[Position identification records]
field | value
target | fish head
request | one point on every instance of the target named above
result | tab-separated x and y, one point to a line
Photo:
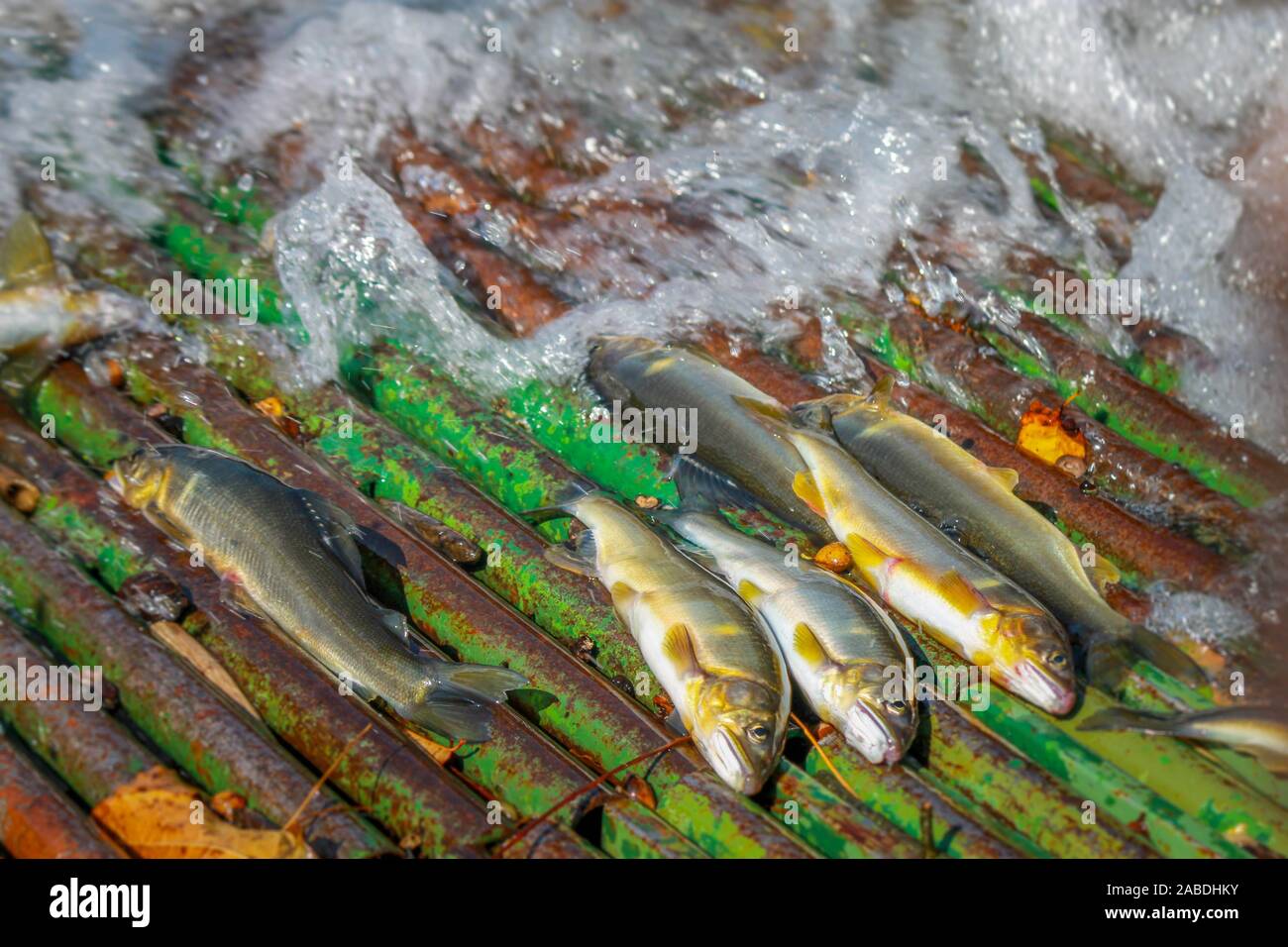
874	710
608	354
739	725
140	476
1035	660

STATED EXERCISE: Copy every line of the records above without any change, but leave out the pictures.

RESPONSE BELOW:
field | value
target | fish head
request | one point on every instance of the target named above
result | tab-separated x and y, one point to a line
Photo:
874	710
608	354
739	725
140	476
1035	660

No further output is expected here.